» Given task
Return each line of the data below that contains the string "bird", copying every such line unchanged.

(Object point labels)
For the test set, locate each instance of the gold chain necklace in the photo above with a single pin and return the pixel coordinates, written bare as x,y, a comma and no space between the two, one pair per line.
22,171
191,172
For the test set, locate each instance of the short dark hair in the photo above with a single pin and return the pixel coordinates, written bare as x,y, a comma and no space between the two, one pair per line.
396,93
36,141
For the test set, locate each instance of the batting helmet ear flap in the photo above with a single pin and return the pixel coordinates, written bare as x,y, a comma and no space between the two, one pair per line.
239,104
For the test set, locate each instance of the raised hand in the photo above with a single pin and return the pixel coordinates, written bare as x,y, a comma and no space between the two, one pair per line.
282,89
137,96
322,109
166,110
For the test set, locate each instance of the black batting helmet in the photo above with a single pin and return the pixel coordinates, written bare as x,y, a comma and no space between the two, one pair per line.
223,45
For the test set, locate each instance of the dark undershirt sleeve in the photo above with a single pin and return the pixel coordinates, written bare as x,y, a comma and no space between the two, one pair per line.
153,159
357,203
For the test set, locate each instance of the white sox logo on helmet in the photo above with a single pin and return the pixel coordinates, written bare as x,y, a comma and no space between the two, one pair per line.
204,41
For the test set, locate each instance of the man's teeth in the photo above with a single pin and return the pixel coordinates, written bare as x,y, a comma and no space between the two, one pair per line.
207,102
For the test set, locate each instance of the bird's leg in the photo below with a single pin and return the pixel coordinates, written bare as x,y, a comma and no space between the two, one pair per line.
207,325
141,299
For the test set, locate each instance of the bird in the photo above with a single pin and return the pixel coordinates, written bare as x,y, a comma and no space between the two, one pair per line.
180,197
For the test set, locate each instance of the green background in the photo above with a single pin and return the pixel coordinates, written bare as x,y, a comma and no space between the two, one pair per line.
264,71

* * *

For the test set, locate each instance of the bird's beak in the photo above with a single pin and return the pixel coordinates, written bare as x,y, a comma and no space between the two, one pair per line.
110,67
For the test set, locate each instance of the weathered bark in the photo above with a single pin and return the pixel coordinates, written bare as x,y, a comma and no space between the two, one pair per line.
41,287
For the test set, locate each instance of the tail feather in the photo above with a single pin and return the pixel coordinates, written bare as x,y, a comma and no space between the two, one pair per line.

---

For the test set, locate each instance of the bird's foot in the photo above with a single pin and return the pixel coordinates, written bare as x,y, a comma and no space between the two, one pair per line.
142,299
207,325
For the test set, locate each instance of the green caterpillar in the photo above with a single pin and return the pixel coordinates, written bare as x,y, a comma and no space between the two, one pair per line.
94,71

» Exercise response
For the test set, locate each instance of the bird's leg in the photo below with a single pin and return the pixel coordinates, written bare as x,y, a comma and no space between the two, one pair per line.
For the test set, locate each instance of the bird in the photo above with a single pin and return the pixel coordinates, written bare as x,y, a comma and no space between the two, one pair per line.
For the test set, locate each instance of the bird's beak in the photo above with a single pin and return the pixel coordinates, written bare as x,y, a comma and no space between the two, one pair per line.
For the test set, locate each instance of the bird's foot in the photo above with a single pin and return the pixel coordinates, written bare as x,y, a comma and no space between the two, one pair per line.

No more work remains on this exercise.